Work to be completed
Each line from the one containing "the curly brown hair" through the end of the entries below should be transcribed exactly, and no other line.

Extracted material
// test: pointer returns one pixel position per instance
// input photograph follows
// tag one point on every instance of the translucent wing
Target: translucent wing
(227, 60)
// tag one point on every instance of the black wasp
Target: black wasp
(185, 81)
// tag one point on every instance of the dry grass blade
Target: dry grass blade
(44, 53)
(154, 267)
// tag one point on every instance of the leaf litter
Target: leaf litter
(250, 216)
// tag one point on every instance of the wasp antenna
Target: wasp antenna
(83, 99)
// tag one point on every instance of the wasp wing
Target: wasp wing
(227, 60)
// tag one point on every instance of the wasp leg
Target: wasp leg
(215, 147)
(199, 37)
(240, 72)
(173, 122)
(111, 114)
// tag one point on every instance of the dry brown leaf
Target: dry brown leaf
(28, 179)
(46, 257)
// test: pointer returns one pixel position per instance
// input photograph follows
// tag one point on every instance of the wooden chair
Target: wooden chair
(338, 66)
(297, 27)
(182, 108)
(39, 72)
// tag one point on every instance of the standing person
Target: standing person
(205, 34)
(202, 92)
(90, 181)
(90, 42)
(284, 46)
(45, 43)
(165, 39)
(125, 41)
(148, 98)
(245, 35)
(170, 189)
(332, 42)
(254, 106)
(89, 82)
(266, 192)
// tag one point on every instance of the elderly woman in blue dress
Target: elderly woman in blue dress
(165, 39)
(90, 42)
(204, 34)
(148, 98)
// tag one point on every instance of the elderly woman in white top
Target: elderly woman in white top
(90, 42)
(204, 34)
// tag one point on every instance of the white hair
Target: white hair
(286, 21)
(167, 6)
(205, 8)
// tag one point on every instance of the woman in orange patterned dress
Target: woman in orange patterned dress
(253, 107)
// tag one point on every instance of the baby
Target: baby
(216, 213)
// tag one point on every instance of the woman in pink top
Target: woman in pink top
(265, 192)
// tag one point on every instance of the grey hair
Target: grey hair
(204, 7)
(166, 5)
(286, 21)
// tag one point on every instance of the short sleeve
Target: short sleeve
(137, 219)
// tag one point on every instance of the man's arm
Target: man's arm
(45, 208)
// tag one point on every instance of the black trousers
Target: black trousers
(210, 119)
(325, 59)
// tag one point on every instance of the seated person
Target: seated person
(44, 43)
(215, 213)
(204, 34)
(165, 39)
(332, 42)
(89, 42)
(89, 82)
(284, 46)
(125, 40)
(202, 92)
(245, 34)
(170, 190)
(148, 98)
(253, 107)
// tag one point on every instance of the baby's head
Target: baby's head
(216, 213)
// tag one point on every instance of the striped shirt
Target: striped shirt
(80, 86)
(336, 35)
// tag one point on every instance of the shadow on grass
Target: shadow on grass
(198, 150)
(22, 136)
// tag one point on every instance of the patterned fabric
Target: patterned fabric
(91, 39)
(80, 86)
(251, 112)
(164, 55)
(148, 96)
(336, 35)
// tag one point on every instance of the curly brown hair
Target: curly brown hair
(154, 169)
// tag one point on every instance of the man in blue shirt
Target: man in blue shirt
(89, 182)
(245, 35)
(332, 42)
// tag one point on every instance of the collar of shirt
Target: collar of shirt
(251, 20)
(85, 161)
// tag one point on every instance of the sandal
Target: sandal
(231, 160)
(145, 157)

Answer for the task
// tag one point on every instance of the curly brown hair
Target: curly brown hair
(154, 169)
// tag one point on every instance of the man in blue shirt
Target: man in blue shirt
(89, 182)
(245, 35)
(332, 42)
// tag one point on every instance of the collar of shirt
Target: collar of shirt
(251, 20)
(85, 161)
// tag one point on every instance of the sandal
Target: sandal
(231, 160)
(145, 157)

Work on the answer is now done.